This brings an end to the Grand Slam season on the women’s side. Where do you think it leaves the tour, Joel, and do you expect Swiatek to take her place in, say, the Top 5 soon?
With so many interesting players—styles, personalities, countries—the WTA has a great opportunity.
The trick is the world we live in. Though of course, the pandemic has affected many things far more important than tennis, it’s also massively impacted the tennis calendar. Events have been cancelled. Quarantines remain, such as the 14-day one required upon arrival in Australia. Current and prospective sponsors wonder if and how they might engage with tennis. Surely, all year long, those in charge of the WTA (and ATP) have been taking a long, hard look at tennis’ economic landscape—including the viability of a wide range of tournaments and what the future calendar will look like.

## DATA BLOCK
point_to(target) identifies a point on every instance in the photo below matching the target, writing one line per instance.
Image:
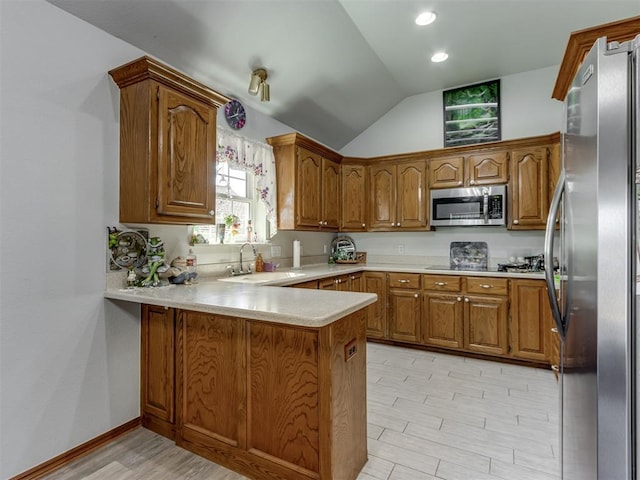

## REQUIRED ACTION 1
According to the tennis text, how long is the quarantine required upon arrival in Australia?
## REQUIRED ACTION 2
In the tennis text, change "tour" to "circuit" and write out the part from "This brings an" to "a great opportunity.".

## EXPECTED ANSWER 1
14 days.

## EXPECTED ANSWER 2
This brings an end to the Grand Slam season on the women’s side. Where do you think it leaves the circuit, Joel, and do you expect Swiatek to take her place in, say, the Top 5 soon?
With so many interesting players—styles, personalities, countries—the WTA has a great opportunity.